• **Records supplied**
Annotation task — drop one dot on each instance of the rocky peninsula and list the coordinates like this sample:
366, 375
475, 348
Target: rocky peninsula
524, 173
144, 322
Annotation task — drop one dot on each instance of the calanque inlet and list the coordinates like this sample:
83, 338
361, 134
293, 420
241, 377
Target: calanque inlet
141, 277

• **What you have to do**
Rewrite the listing above with "drop one dot" changed to "place one marker" wherever it appears, keeping everything else the same.

• **Solution**
Annotation task — place one marker on each instance of the rocky peninsula and list the coordinates like this sample:
366, 375
475, 348
Target: rocky peninsula
524, 173
144, 322
Annotation task — place one marker on each instance of the calanque inlet and list the coordinates like this sample:
83, 338
361, 134
293, 420
241, 377
Target: calanque inlet
141, 277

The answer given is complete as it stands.